PROBLEM REQUIREMENTS - Reproduce the entries beneath exactly, without their images.

::: AVAILABLE RECORDS :::

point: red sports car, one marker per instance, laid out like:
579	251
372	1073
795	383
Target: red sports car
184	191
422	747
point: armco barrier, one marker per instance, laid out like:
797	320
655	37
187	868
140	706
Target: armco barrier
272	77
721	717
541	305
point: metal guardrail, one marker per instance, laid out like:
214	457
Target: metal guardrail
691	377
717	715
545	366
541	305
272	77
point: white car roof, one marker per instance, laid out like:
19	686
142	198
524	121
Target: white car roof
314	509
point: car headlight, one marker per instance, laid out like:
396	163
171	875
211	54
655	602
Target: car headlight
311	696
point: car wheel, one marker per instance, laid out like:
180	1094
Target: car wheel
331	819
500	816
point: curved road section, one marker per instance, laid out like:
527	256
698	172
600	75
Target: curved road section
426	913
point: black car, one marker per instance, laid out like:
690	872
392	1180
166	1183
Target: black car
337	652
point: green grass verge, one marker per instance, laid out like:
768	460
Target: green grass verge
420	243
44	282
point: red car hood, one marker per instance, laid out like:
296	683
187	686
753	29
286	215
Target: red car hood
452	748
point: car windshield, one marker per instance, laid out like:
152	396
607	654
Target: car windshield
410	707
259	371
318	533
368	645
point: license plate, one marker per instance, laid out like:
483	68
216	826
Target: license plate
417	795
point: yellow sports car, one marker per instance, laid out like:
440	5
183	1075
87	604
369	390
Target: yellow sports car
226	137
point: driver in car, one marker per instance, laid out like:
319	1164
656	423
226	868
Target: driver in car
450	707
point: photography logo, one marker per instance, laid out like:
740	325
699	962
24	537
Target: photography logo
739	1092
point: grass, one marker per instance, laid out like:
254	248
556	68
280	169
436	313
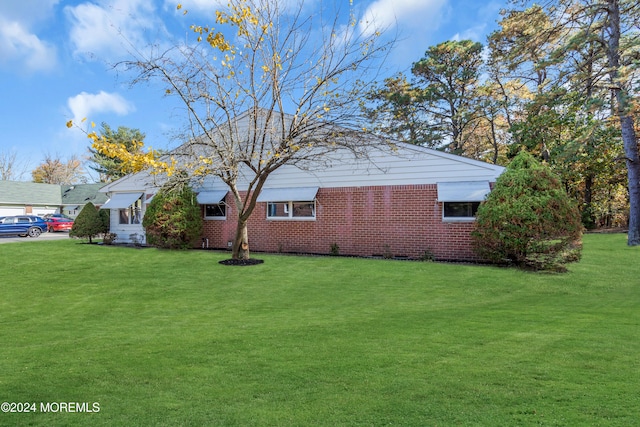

:::

ANSWER TO THE EXERCISE -
point: red sports car, one marker per instance, laid out like:
579	251
372	1073
795	383
Target: red sports car
184	191
422	747
point: armco barrier, one marker per instance, laid out like:
797	320
655	37
187	868
140	706
Target: armco barrier
272	77
721	717
541	305
point: metal guardrail, one marker per instance, laid out like:
214	457
Target: metal guardrail
691	377
717	715
545	366
541	305
272	77
point: white car roof, one marker per instance, laid out like:
19	686
142	198
524	121
Target: white car roof
314	509
point: car headlight, one marker per instance, laid out like:
396	163
171	875
211	54
655	602
Target: car headlight
311	696
point: car wheel, one marker per instance, laid out like:
180	1094
Target: car wheel
331	819
500	816
point: curved road section, one marker per instance, laid out like:
527	256
698	172
600	75
Target: curved road section
426	913
point: black car, one marker per instance, laid out like:
690	872
392	1180
166	1183
Target: black car
337	652
point: green grass verge, one marker per instance, laid out like:
768	460
Target: green grass verge
420	243
44	282
point: red car hood, one marker per instance, laid out like:
296	683
187	686
753	29
286	215
Target: red car hood
452	748
point: car windshield, one marker per instance, laid out like:
152	396
607	654
Target: car windshield
410	707
259	371
318	533
368	645
point: license plate, one marker per instance, laid out like:
483	68
216	826
Target: license plate
417	795
point: yellow sports car, one marker per instance, laid out like:
440	5
183	1075
87	604
369	390
Target: yellow sports car
226	137
point: driver in car, one marker per instance, laid out like:
319	1164
656	423
226	868
Target: driver in car
450	707
point: photography logo, one marker per instance, laid out like:
740	325
699	962
24	537
Target: photography logo
739	1092
point: grass, one marker per instance, laid out like:
254	248
556	68
280	169
436	313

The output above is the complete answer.